• [Consignes]:
1. Répondez aux questions suivantes à partir de la lettre.
(a) Quels sont les prénoms des deux enfants ?
(b) À quel jeu l'auteur de la lettre a-t-il joué avec Antoine ?
(c) Où l'entreprise Mærix a-t-elle été démarrée ?
2. Recopiez le passage de la lettre compris entre « Moi, de mon » et « la maturité ! », bornes incluses.

━━━━━ Texte fourni

Ils ont eu deux beaux enfants, deux gars très allumés et tout rouquin. William et Antoine. Je suis certain que tu les aurais adorés et qu’ils t’auraient tout simplement vénéré. Moi, je suis devenu un «mononcle» pour eux et j’ai eu énormément de plaisir à jouer ce rôle. J’ai même joué aux échecs avec Antoine l’autre jour ! Tu sais, y a bien des cicatrices en moi qui ont guéris durant les années qui ont suivi ton départ, mais quand je pense que nos enfants ne te connaîtront jamais, ça me brûle à l’intérieur.

Moi, de mon côté, j’ai passé de longues années célibataires, un peu abasourdi par le travail et, je m’en rends compte depuis quelques années, un peu peureux face aux femmes. Une certaine race de bibittes dans ma tête que j’ai dû chasser. Y a quand même de bons côtés à vieillir et à prendre de la maturité !

Puisque j’ai quitté Québec, tu dois bien te douter que j’ai aussi quitté ma première entreprise. Mon associé de l’époque a racheté mes parts et il a transformé la compagnie en un studio plus adapté à ses goûts. Ça fonctionne encore et ça fonctionne plutôt bien. Je suis toujours fier de voir la qualité de travail qu’ils font. De mon côté, j’ai démarré Mærix à Ste-Adèle, dans les Laurentides. On a fait des logiciels assez spécialisés et j’ai eu beaucoup de plaisir dans les étapes de création et de commercialisation de nos systèmes. Je me souvenais que tu m’avais déjà parlé de ton intérêt pour le secteur du logiciel. T’avais raison, j’y ai beaucoup de plaisir. Le secteur est devenu un peu plus difficile avec le temps et la compétition, mais on a quand même eu de très beaux succès et une clientèle enviable.

━━━━━━━━━━
━━━━━ Données extraites

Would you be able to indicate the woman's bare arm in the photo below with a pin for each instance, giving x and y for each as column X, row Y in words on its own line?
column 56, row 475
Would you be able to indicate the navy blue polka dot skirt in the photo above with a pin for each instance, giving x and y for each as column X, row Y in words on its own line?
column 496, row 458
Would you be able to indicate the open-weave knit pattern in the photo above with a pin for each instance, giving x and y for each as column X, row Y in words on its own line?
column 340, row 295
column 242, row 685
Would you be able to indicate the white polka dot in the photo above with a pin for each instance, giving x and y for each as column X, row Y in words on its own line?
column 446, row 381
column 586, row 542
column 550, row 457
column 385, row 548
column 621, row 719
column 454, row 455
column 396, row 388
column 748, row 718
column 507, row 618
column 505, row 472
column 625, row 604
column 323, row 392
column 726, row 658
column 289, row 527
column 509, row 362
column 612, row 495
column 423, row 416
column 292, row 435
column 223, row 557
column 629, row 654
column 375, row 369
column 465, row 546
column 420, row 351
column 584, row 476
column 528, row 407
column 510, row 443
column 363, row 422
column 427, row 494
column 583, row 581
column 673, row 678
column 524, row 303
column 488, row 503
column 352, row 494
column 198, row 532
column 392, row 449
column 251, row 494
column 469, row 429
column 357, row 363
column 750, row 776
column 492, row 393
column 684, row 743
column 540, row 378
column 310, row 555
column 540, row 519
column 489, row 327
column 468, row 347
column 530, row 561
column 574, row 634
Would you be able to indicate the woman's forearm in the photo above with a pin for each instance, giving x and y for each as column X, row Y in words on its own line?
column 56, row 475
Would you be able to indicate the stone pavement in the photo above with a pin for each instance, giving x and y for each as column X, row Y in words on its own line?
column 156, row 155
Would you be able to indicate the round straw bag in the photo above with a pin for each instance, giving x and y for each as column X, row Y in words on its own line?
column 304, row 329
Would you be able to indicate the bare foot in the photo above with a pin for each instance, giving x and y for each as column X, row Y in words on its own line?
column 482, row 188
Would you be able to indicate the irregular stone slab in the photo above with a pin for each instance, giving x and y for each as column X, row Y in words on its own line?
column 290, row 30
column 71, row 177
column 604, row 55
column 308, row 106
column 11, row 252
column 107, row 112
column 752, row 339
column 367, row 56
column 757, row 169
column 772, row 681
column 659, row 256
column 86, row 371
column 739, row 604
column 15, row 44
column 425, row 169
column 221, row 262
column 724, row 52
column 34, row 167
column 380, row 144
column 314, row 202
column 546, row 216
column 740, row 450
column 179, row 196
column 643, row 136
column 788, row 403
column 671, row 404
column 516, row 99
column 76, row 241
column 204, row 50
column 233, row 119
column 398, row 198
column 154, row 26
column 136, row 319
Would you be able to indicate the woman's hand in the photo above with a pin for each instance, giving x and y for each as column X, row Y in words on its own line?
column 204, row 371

━━━━━━━━━━

• [Réponses par consigne]:
1.
(a) William et Antoine.
(b) Aux échecs.
(c) À Ste-Adèle, dans les Laurentides.

2.
Moi, de mon côté, j’ai passé de longues années célibataires, un peu abasourdi par le travail et, je m’en rends compte depuis quelques années, un peu peureux face aux femmes. Une certaine race de bibittes dans ma tête que j’ai dû chasser. Y a quand même de bons côtés à vieillir et à prendre de la maturité !